• [WORK ITEM]
Across the entries below, please work out how many lines contain the string "stone" and give only the number.

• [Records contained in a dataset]
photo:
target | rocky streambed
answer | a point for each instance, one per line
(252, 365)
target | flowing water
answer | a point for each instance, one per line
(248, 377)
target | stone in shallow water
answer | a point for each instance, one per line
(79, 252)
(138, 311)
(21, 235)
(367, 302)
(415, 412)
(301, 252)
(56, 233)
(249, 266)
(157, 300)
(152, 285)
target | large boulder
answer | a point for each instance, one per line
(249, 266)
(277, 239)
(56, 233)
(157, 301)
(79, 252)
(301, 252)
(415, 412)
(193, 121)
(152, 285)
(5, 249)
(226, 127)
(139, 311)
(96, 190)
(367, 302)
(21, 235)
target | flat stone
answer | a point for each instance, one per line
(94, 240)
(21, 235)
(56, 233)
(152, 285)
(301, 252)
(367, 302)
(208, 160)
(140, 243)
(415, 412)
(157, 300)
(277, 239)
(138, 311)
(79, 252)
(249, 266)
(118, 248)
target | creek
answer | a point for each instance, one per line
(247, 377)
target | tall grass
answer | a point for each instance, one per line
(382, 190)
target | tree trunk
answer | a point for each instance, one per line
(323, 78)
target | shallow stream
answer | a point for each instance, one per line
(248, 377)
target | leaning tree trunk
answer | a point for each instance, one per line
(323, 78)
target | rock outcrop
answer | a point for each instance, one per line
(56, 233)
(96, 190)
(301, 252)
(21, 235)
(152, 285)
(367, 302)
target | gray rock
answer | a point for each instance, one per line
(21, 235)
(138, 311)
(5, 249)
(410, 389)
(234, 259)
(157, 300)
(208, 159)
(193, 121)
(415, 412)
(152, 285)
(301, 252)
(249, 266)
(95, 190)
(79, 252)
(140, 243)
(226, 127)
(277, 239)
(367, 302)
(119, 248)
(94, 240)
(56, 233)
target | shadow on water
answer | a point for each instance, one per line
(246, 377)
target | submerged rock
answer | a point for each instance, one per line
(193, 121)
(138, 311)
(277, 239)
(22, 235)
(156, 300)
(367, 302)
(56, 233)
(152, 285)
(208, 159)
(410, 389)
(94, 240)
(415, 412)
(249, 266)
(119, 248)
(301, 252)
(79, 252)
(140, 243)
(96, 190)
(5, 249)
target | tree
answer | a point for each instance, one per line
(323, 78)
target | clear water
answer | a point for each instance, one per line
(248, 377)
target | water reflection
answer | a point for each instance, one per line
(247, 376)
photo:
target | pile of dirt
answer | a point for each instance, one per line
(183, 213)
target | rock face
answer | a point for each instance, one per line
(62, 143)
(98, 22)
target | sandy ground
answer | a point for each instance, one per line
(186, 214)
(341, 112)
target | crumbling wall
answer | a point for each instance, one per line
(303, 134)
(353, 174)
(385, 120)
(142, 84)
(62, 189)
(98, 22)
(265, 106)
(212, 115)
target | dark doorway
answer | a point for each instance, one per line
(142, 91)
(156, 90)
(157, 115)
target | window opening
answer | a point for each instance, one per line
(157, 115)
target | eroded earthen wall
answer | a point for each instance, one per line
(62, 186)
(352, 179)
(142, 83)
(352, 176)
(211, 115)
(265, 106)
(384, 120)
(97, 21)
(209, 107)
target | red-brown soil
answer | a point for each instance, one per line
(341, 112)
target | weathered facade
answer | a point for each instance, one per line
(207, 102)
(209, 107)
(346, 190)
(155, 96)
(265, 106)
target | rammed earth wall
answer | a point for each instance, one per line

• [SOLUTION BELOW]
2